> Task goal: Will you write out all the entries below exactly?

[Entries on locating named things]

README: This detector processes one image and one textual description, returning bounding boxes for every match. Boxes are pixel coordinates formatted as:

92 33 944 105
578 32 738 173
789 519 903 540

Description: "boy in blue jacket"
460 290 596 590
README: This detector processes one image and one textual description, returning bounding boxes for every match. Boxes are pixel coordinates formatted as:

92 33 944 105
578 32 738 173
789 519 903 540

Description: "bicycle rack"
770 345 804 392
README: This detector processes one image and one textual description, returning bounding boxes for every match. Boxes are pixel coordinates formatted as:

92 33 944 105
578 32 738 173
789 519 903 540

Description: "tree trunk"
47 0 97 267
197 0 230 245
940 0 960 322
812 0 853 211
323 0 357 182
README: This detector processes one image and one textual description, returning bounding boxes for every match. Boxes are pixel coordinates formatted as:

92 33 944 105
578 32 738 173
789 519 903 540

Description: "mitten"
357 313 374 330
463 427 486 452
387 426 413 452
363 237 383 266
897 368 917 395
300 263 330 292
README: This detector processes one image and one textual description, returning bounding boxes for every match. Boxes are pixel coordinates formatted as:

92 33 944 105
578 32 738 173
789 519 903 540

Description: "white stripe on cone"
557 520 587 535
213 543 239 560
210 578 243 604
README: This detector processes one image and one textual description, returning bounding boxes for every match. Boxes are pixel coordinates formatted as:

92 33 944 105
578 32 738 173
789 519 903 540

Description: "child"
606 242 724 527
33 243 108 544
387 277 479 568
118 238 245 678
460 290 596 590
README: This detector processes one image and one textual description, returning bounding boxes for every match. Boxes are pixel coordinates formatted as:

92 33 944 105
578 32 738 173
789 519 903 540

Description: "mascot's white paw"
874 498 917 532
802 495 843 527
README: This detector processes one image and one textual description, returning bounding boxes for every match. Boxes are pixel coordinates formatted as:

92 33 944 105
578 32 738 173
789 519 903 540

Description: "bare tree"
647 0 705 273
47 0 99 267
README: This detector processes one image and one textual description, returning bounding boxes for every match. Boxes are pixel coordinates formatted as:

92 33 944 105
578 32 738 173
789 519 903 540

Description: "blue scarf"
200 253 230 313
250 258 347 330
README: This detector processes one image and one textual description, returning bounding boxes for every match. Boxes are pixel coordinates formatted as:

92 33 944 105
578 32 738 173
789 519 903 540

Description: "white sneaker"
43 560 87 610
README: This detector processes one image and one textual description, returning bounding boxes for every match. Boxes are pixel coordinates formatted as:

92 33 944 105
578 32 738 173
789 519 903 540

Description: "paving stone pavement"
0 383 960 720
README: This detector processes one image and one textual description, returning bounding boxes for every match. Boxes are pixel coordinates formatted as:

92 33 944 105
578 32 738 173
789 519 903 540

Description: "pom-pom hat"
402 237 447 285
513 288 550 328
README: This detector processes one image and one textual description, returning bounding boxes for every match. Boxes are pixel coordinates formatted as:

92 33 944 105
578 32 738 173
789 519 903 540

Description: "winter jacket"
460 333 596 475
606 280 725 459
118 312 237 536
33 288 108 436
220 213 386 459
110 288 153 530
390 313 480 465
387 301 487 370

> Result of the exercise:
README: This detector processes one image and one textual description, returning bounding boxes for every match. Boxes are pixel coordinates formatted as:

92 33 944 105
578 32 738 173
789 519 903 540

Description: "boy in blue jacket"
460 290 596 590
README: This detector processes one image and one textual description, returning bounding boxes for every match. Boxes are pixel coordinates formatted as:

92 33 944 105
578 32 738 173
789 519 903 540

Description: "bicycle rack"
770 345 804 392
README: This detector processes one image and one textual description, returning bounding boxes for every match. Boxes are pixel coordinates formatted as:

92 33 944 105
578 32 738 173
789 519 903 540

Description: "tree trunk"
47 0 97 267
197 0 230 245
940 0 960 322
812 0 853 211
323 0 357 182
README: This detector processes one image and one textual description, returning bounding boxes for every match. Boxes are pixel coordinates formatted as:

92 33 944 105
578 32 738 173
789 519 903 540

Description: "mitten"
357 313 374 330
463 427 486 452
387 426 413 452
363 237 383 266
897 368 917 395
300 263 330 292
README: This detector processes one image and one textual description, returning bounding boxes for every match. Boxes are pixel coordinates formatted as:

92 33 944 105
578 32 738 173
789 519 903 540

Description: "white stripe on cone"
557 520 587 535
213 543 239 560
210 578 243 604
README: This detector processes one image and one textual description, returning bounding boxes for every match. Boxes are pixel coordinates formatted as:

92 33 944 105
578 32 738 173
789 519 903 540

Description: "child"
606 242 724 527
33 243 108 544
387 277 479 568
118 238 245 678
460 290 596 590
README: This detector processes one image and one textual description, returning bounding boxes for every match. Boxes are pixel coordinates formatted as:

92 33 944 105
578 32 738 173
789 519 903 540

Description: "mascot's white paw"
874 498 917 532
802 495 843 527
README: This detector processes one image and one textual description, returning bounding boxes for every match. Boxes are pixel coordinates formatted as:

92 33 944 105
578 32 738 173
789 519 903 540

Description: "bare tree"
647 0 705 273
47 0 99 267
README: This detector processes one image and one textual description, returning bounding boxes for every match. Boxes are pixel coordinates formatted as:

92 33 944 105
578 32 738 173
789 519 903 540

Description: "blue scarf"
200 253 230 313
250 258 347 330
README: This detector processes one image and one textual description, returning bounding boxes for every match. Boxes are pixel coordinates formatted as:

92 33 944 105
578 32 738 173
789 519 903 540

Description: "white sneaker"
43 560 87 610
README: This detector processes one image and one textual description, returning bounding boxes for every match. Boxes are pixel coordinates formatted as:

92 33 944 105
578 32 738 173
789 519 903 540

Description: "paving stone pavement"
0 383 960 720
README: This detector processes one image and one textual description, returning bounding boxes for every match. Boxes are pixel coordinates formatted as:

92 33 944 105
578 32 738 173
789 519 903 540

Description: "pom-pom hat"
402 237 447 285
513 288 550 328
README: This detector processes one image and one textual description, returning bounding boxes for every match. Boxes are pixel coordinates formatted as:

92 33 944 105
578 32 738 173
789 519 903 540

Description: "winter jacket"
460 333 596 475
606 280 725 459
118 312 237 536
33 288 108 436
220 213 386 459
110 288 153 530
390 313 480 465
387 301 487 370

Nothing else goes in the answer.